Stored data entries
_____

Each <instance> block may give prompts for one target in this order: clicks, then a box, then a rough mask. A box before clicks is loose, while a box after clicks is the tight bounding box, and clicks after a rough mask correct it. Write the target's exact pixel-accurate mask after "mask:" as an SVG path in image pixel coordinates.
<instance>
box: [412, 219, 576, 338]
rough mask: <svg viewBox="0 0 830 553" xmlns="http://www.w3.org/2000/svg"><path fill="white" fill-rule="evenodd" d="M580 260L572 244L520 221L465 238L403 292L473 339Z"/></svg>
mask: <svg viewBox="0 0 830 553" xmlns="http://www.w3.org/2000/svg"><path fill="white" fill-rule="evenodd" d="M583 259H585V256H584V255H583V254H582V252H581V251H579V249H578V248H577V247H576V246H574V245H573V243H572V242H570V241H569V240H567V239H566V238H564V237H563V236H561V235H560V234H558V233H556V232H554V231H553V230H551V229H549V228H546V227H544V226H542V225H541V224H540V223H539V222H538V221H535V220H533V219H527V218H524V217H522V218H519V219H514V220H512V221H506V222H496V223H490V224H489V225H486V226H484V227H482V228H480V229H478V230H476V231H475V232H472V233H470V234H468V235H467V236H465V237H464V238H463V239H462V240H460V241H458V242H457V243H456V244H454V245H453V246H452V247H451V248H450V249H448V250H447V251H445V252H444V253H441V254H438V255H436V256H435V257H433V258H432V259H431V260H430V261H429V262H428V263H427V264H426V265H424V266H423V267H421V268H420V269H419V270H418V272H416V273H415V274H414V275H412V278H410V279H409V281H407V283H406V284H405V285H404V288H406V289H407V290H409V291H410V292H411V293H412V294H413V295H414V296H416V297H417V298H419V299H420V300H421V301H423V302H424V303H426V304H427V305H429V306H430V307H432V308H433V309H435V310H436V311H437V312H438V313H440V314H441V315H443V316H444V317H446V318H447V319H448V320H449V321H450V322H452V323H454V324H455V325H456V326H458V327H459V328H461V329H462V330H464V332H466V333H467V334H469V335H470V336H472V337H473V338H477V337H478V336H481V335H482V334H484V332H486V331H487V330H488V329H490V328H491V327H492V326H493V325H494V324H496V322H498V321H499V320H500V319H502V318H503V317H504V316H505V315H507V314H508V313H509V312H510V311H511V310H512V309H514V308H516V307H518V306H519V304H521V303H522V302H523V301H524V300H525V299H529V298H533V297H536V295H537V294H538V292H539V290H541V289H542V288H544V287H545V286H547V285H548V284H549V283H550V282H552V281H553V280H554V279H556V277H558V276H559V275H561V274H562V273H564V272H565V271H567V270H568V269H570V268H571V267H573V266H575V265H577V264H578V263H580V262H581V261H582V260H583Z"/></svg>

_____

* [Directions for this task]:
Could you return all of the entries exactly as they stand?

* [Final answer]:
Each <instance> block may give prompts for one target in this order: clicks, then a box, then a rough mask. A box before clicks is loose, while a box after clicks is the tight bounding box, and clicks after a rough mask correct it. Write the target's exact pixel-accurate mask after "mask:" as an SVG path in image pixel coordinates.
<instance>
box: [412, 219, 576, 338]
rough mask: <svg viewBox="0 0 830 553" xmlns="http://www.w3.org/2000/svg"><path fill="white" fill-rule="evenodd" d="M580 260L572 244L520 221L465 238L403 292L473 339Z"/></svg>
mask: <svg viewBox="0 0 830 553" xmlns="http://www.w3.org/2000/svg"><path fill="white" fill-rule="evenodd" d="M583 259H585V256H584V255H583V254H582V252H581V251H579V249H578V248H577V247H576V246H574V245H573V243H572V242H570V241H569V240H567V239H566V238H564V237H563V236H561V235H560V234H558V233H556V232H554V231H553V230H551V229H549V228H546V227H544V226H542V225H541V224H540V223H539V222H538V221H535V220H533V219H527V218H524V217H522V218H519V219H514V220H512V221H506V222H496V223H490V224H489V225H486V226H484V227H482V228H480V229H478V230H476V231H475V232H472V233H470V234H468V235H467V236H465V237H464V238H463V239H462V240H460V241H458V242H457V243H456V244H454V245H453V246H452V247H451V248H450V249H448V250H447V251H445V252H444V253H441V254H438V255H436V256H435V257H433V258H432V259H431V260H430V261H429V262H428V263H427V264H426V265H424V266H423V267H421V268H420V269H419V270H418V272H416V273H415V274H414V275H412V278H410V279H409V281H407V283H406V284H405V285H404V288H406V289H407V290H409V291H410V292H411V293H412V294H413V295H414V296H416V297H417V298H419V299H420V300H421V301H423V302H424V303H426V304H427V305H429V306H430V307H432V308H433V309H435V310H436V311H437V312H438V313H440V314H441V315H443V316H444V317H446V318H447V319H448V320H449V321H450V322H452V323H454V324H455V325H456V326H458V327H459V328H461V329H462V330H464V332H466V333H467V334H469V335H470V336H472V337H473V338H477V337H478V336H481V335H482V334H484V332H486V331H487V330H488V329H490V328H491V327H492V326H493V325H494V324H496V322H498V321H499V320H500V319H502V318H503V317H504V316H505V315H507V314H508V313H509V312H510V311H511V310H512V309H514V308H516V307H518V306H519V304H521V303H522V302H523V301H524V300H525V299H529V298H533V297H536V295H537V294H538V292H539V290H541V289H542V288H544V287H545V286H547V285H548V284H549V283H550V282H552V281H553V280H554V279H556V277H558V276H559V275H561V274H562V273H564V272H565V271H567V270H568V269H570V268H571V267H573V266H575V265H577V264H578V263H580V262H581V261H582V260H583Z"/></svg>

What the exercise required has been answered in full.